EXERCISE PROMPT:
Everything from the line with "TARGET: pigeon shadow" to the end of the data should be restated word for word, and nothing before it.

RECORDS SUPPLIED:
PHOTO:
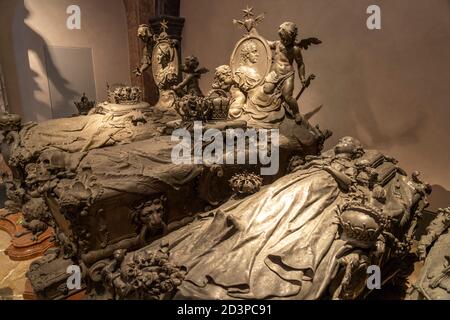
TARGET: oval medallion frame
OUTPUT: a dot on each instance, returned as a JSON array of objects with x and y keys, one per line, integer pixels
[
  {"x": 264, "y": 60},
  {"x": 173, "y": 63}
]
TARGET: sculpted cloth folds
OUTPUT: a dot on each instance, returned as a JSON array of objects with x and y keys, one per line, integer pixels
[
  {"x": 283, "y": 242},
  {"x": 265, "y": 245}
]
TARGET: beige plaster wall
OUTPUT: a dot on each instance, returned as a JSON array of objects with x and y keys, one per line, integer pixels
[{"x": 30, "y": 25}]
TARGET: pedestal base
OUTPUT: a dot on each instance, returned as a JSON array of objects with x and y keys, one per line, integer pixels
[
  {"x": 29, "y": 294},
  {"x": 24, "y": 248}
]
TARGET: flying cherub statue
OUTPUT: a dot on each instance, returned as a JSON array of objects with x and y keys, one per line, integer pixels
[
  {"x": 146, "y": 35},
  {"x": 287, "y": 50}
]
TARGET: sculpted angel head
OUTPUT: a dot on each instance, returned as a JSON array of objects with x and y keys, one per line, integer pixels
[
  {"x": 350, "y": 146},
  {"x": 145, "y": 32},
  {"x": 288, "y": 32}
]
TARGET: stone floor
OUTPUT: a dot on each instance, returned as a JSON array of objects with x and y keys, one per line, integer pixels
[{"x": 12, "y": 273}]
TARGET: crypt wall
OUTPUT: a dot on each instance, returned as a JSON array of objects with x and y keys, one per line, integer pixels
[
  {"x": 32, "y": 75},
  {"x": 388, "y": 87}
]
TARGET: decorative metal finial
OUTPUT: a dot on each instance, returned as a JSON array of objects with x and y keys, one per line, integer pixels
[
  {"x": 164, "y": 26},
  {"x": 249, "y": 21}
]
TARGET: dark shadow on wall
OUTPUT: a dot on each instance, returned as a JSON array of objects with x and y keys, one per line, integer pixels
[
  {"x": 34, "y": 42},
  {"x": 439, "y": 198}
]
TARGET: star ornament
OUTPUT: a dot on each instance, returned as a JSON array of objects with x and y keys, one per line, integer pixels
[
  {"x": 248, "y": 12},
  {"x": 164, "y": 25}
]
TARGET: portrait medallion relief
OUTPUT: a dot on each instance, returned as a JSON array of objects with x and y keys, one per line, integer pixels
[
  {"x": 164, "y": 64},
  {"x": 250, "y": 61}
]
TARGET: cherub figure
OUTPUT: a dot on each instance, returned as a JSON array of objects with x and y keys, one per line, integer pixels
[
  {"x": 190, "y": 84},
  {"x": 287, "y": 50},
  {"x": 146, "y": 35}
]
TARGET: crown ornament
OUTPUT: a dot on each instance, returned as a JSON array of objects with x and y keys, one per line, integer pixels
[
  {"x": 10, "y": 122},
  {"x": 362, "y": 222},
  {"x": 124, "y": 95},
  {"x": 84, "y": 105}
]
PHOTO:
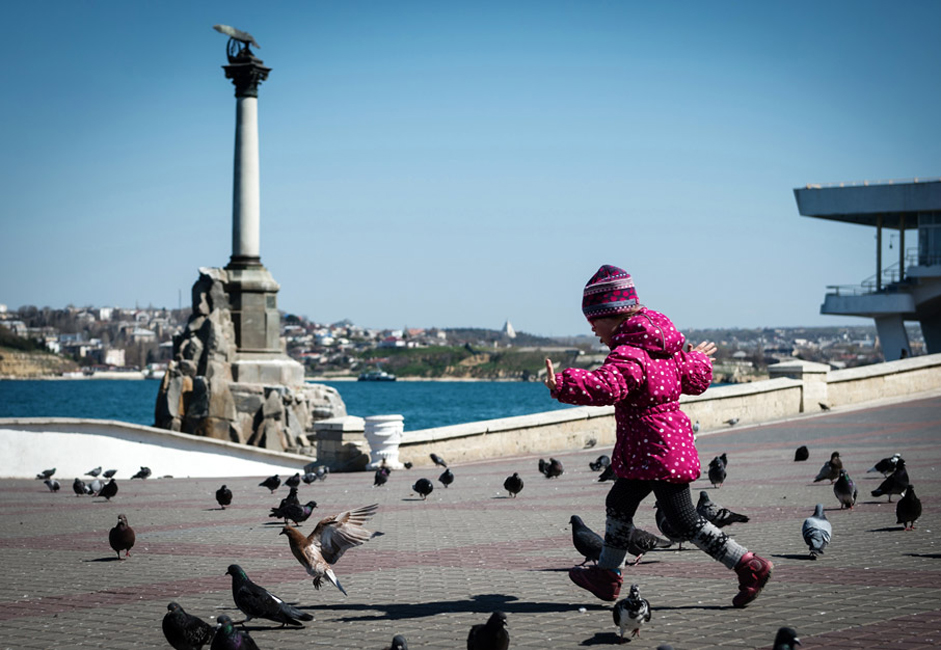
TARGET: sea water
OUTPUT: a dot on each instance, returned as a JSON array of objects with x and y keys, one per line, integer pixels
[{"x": 424, "y": 404}]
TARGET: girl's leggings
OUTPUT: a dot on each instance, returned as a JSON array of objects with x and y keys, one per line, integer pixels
[{"x": 675, "y": 501}]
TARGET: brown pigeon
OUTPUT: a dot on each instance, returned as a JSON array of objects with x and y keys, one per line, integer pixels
[
  {"x": 122, "y": 537},
  {"x": 332, "y": 537}
]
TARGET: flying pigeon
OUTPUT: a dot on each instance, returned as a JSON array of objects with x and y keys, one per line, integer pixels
[
  {"x": 717, "y": 472},
  {"x": 908, "y": 509},
  {"x": 491, "y": 635},
  {"x": 224, "y": 496},
  {"x": 228, "y": 638},
  {"x": 398, "y": 643},
  {"x": 424, "y": 487},
  {"x": 257, "y": 602},
  {"x": 786, "y": 639},
  {"x": 236, "y": 34},
  {"x": 885, "y": 466},
  {"x": 513, "y": 484},
  {"x": 640, "y": 541},
  {"x": 895, "y": 483},
  {"x": 845, "y": 490},
  {"x": 185, "y": 631},
  {"x": 668, "y": 531},
  {"x": 720, "y": 517},
  {"x": 632, "y": 612},
  {"x": 122, "y": 537},
  {"x": 831, "y": 469},
  {"x": 816, "y": 532},
  {"x": 446, "y": 478},
  {"x": 330, "y": 539},
  {"x": 272, "y": 483},
  {"x": 587, "y": 542}
]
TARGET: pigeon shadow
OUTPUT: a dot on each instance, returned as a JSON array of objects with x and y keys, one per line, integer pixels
[{"x": 480, "y": 604}]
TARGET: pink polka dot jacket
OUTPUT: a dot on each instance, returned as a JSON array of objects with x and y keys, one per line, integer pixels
[{"x": 643, "y": 377}]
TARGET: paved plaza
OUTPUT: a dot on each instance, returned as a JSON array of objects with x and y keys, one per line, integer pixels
[{"x": 446, "y": 563}]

WRITTEN SOLUTION:
TARGET: pigeon shadow
OUTPUT: a dot on each instance, returned as a JSON array of objects with x and y keys, one per line, integer pixels
[{"x": 480, "y": 604}]
TARGET: pink polka dot jacket
OUTPUT: a dot on each instance, returned as a JSON array of objects with x and y keys, one per line, integer pixels
[{"x": 643, "y": 377}]
TARGET: paved plaza
OUTPUT: a dot on each instance, returned as a JSON array of objects with x and y keys, one per line, integer pixels
[{"x": 446, "y": 563}]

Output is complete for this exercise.